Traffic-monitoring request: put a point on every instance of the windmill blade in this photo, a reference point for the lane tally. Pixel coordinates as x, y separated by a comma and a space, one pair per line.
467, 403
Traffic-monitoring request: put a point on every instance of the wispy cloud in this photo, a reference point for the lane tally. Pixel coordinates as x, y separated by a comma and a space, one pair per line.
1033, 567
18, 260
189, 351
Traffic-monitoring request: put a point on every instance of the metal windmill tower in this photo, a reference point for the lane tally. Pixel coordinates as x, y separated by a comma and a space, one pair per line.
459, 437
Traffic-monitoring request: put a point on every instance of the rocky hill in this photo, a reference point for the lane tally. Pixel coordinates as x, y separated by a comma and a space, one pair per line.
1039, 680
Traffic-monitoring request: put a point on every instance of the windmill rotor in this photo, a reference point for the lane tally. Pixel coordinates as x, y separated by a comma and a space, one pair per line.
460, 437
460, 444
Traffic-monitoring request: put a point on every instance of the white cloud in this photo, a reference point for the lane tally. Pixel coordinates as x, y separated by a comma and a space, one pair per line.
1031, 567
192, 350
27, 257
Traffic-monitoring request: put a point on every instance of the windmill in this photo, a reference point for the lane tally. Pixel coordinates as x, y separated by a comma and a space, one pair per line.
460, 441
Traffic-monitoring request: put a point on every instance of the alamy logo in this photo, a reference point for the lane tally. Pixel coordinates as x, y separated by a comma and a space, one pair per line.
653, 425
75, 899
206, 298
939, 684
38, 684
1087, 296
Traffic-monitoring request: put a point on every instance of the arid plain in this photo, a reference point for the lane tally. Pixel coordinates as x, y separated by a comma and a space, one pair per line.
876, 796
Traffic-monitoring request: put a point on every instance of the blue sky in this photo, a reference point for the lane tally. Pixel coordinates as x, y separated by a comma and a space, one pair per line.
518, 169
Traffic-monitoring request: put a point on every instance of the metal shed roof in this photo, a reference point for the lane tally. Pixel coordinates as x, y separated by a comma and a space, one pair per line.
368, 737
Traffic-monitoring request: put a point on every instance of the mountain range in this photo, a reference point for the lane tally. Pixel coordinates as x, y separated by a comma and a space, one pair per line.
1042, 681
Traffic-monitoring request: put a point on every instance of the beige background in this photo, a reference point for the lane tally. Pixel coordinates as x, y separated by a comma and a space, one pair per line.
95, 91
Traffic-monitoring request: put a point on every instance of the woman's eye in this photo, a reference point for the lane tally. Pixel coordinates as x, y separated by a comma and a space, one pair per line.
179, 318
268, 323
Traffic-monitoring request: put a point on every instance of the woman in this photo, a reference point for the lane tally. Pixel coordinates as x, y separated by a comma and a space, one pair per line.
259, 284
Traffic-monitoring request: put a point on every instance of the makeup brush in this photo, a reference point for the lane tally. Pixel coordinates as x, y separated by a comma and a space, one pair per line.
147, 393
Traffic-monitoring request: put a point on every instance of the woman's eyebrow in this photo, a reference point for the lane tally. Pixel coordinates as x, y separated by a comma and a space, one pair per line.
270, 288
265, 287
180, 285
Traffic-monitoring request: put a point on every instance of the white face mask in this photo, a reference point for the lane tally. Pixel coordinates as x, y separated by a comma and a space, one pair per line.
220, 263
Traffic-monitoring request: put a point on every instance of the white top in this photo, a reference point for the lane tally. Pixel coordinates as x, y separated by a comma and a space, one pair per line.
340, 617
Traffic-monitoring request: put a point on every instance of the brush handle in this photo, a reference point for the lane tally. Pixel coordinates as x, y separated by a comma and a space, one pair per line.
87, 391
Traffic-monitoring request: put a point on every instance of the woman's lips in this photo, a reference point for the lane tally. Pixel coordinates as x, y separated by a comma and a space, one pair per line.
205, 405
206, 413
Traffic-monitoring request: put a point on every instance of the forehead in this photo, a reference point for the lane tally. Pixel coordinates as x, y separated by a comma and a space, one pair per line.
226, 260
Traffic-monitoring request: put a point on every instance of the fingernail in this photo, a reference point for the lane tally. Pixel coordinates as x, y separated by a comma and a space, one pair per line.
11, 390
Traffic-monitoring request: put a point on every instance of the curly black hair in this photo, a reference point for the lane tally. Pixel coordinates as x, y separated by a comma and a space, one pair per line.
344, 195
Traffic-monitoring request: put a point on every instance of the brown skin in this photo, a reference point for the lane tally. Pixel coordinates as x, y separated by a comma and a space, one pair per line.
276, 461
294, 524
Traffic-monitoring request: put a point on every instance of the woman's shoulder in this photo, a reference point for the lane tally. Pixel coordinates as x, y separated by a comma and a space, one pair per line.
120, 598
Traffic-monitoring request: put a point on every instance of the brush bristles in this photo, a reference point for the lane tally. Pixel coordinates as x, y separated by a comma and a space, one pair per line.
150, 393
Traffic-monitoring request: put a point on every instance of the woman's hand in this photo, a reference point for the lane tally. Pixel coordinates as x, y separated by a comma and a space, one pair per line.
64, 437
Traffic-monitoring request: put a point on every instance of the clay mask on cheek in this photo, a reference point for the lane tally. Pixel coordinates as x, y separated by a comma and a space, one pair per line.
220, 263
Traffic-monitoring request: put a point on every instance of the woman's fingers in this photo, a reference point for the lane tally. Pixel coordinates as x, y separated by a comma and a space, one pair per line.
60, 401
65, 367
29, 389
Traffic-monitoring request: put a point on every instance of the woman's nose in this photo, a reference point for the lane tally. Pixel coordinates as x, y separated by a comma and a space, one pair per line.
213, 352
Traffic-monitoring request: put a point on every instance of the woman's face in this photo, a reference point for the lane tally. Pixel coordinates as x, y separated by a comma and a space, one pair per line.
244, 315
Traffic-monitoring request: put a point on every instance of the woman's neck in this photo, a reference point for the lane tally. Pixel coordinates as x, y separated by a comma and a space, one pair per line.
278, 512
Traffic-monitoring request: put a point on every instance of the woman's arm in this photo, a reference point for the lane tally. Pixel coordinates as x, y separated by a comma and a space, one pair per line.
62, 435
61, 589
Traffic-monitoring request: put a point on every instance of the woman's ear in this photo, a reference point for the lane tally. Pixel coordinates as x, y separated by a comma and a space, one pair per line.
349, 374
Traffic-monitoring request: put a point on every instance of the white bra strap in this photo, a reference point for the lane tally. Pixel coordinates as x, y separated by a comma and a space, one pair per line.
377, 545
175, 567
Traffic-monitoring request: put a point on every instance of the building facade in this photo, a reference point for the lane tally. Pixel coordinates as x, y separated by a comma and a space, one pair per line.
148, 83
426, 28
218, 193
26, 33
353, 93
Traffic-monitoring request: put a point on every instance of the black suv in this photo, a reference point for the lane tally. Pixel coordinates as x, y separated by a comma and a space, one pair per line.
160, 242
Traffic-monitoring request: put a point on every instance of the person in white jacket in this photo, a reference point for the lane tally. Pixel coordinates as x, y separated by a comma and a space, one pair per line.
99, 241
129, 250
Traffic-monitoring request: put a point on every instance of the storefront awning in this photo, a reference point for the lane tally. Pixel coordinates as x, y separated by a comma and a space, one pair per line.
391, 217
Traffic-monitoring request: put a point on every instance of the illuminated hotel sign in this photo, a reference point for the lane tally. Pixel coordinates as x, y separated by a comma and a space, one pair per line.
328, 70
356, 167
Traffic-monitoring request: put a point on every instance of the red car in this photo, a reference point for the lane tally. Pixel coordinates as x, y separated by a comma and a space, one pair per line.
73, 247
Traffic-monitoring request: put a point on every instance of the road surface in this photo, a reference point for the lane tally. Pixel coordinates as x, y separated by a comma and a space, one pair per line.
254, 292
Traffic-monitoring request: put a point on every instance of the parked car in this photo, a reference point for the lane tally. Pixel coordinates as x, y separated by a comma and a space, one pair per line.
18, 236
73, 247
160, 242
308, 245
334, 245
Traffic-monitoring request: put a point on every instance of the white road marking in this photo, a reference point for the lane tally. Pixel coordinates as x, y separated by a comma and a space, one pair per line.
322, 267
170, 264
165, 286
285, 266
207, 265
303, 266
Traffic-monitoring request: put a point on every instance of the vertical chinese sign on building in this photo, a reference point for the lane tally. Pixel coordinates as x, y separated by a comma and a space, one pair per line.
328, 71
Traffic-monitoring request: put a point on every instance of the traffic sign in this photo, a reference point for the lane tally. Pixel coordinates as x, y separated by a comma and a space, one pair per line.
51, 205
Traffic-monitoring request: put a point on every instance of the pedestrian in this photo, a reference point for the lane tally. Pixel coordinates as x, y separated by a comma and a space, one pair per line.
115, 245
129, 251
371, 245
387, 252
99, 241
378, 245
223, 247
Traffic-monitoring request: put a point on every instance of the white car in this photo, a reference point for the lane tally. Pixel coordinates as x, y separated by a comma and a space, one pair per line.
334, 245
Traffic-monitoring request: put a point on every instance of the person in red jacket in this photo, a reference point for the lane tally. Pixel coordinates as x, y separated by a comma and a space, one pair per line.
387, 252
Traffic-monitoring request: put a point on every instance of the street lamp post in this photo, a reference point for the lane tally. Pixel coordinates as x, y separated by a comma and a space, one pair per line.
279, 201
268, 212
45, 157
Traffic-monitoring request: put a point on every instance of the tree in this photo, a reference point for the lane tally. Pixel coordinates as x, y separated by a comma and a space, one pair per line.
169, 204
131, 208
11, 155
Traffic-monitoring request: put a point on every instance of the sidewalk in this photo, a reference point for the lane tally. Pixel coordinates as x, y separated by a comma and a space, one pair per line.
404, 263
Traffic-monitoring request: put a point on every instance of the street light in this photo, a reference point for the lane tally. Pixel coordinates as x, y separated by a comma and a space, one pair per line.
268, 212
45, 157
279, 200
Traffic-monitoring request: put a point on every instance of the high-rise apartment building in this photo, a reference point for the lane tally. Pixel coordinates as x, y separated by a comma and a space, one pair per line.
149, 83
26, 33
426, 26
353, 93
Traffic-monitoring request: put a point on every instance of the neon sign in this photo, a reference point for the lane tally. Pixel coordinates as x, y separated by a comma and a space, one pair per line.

= = = =

◆ About this exercise
Please give back only the lines starting with the one that contains "person in red" and ending with the last line of the listing, retyped exactly.

◆ Exercise output
Traffic-monitoring request: put a point on every instance of the person in red jacket in this photo, a reference point for the lane tally. Pixel coordinates as x, y separated by a comma and a space, one pair per line.
387, 252
Traffic-monitoring request: put a point on every instance of the street lamp post in this photo, a reference point for the lane tally. Pixel coordinates as x, y separated by a comma and a space, one pair per line.
279, 201
268, 212
45, 157
Traffic-monitoring request: put a point on every instance of the tree in this photo, a reference point for the lane tally. Pixel coordinates as x, y separated by a comma and a space, one pair per line.
169, 204
131, 208
11, 155
Traffic-monitoring request: put a point on every instance of the sidewalk in this photo, a reference point for the lane tally. Pixel coordinates as x, y separated by a comma and a space, one pair per line.
404, 263
Traffic-monitoring request: put a point on every instance of the street light in this photo, a reference point for the lane tally. Pixel coordinates as x, y separated by a comma and a space, one pair per line.
268, 212
45, 157
279, 200
Traffic-monitoring request: put a point on every instance of the high-rise apartment building in this photo, a reference point for the lane tally. Pixel coordinates as x, y separated by a comma and a space, one pair per line.
149, 83
26, 33
426, 26
353, 93
Traffic-monitoring request: put a point on every instance of the neon sign in this photo, a reference point for the lane tally. Pixel coordinates as x, y separated by a comma and a space, one pair per line.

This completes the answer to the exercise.